■ **Work instructions**
With pictures left out, extract every line between the start of the records below and the line holding "A colleague asked me to get the coordinates of the large", inclusive.

■ **Source material**
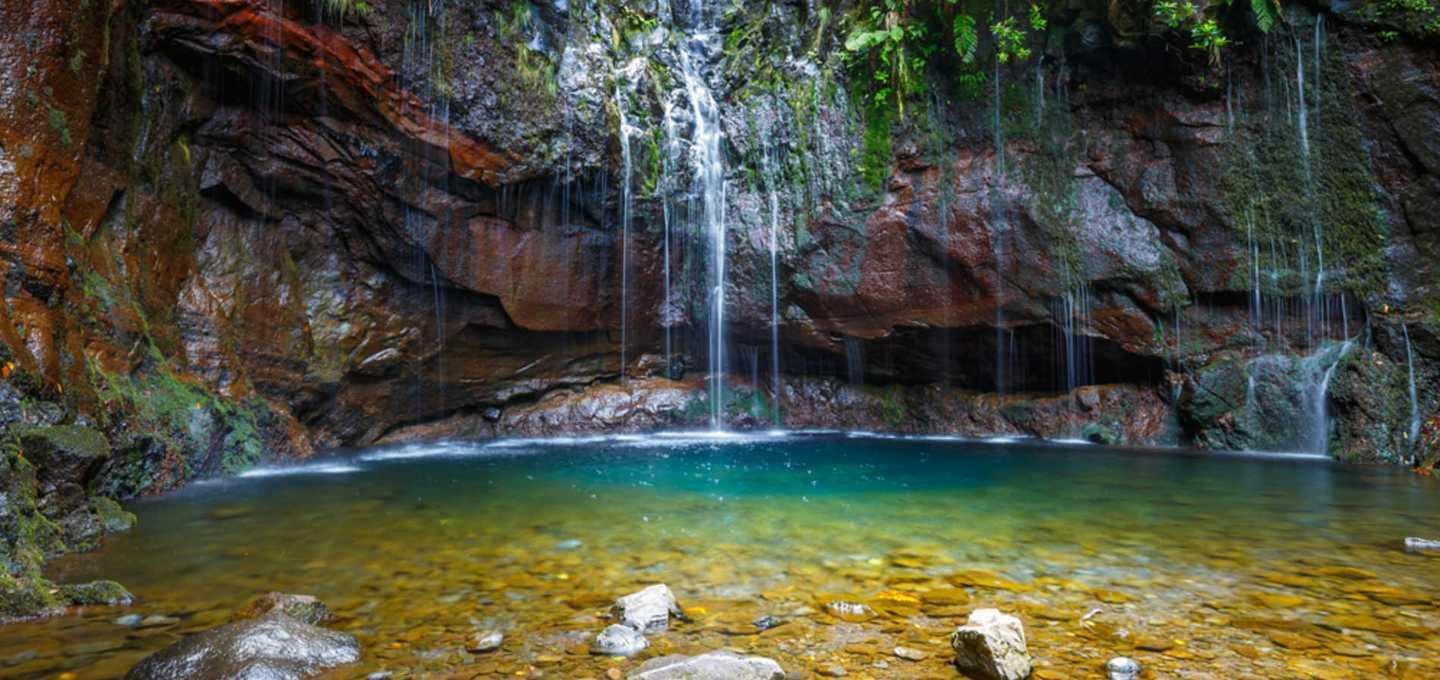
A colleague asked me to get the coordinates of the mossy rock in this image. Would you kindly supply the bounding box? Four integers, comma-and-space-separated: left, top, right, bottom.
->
1082, 422, 1121, 445
90, 496, 136, 534
20, 425, 112, 489
61, 579, 133, 607
0, 574, 64, 621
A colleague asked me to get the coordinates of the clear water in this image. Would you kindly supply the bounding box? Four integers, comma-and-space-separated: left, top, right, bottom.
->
6, 435, 1440, 678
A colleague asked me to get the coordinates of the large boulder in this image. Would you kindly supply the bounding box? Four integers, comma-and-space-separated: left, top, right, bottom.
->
627, 651, 786, 680
19, 426, 111, 492
951, 609, 1033, 680
125, 614, 360, 680
612, 584, 685, 634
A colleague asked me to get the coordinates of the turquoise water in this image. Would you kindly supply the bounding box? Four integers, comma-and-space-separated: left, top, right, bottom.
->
5, 434, 1440, 678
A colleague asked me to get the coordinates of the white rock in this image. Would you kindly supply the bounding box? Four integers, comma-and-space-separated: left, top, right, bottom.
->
1106, 656, 1141, 680
627, 651, 785, 680
1404, 537, 1440, 553
950, 609, 1033, 680
591, 624, 648, 656
612, 584, 685, 634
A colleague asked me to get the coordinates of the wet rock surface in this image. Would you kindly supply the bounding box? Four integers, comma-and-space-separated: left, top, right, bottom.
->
613, 585, 685, 634
125, 612, 360, 680
627, 651, 785, 680
0, 0, 1434, 494
592, 623, 650, 657
233, 593, 330, 626
951, 609, 1033, 680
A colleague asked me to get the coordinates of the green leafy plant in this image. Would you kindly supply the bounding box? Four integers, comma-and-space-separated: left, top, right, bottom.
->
1190, 18, 1229, 64
844, 0, 934, 119
319, 0, 370, 22
990, 16, 1030, 63
952, 13, 978, 64
1251, 0, 1279, 33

■ **Expected answer**
A colleague asked me to get the coordinates of the mossy rock in this image. Would you kindly supply the bounding box? Four integers, comma-and-space-separated: left, top, right, bottom.
->
1082, 422, 1121, 445
90, 496, 136, 534
20, 425, 112, 489
61, 579, 133, 607
0, 574, 64, 621
A colleague asked me to get the coordinates of the clear water in this image. Would you kindly supply the bounding box? Four integers, comma-and-space-separated: left, top, right, bottom.
->
6, 435, 1440, 678
A colleague asked me to get the coordinates of the large boulder in this image. Would you kindly supply the bounding box? Four integers, comma-and-space-separated: left, top, right, bottom.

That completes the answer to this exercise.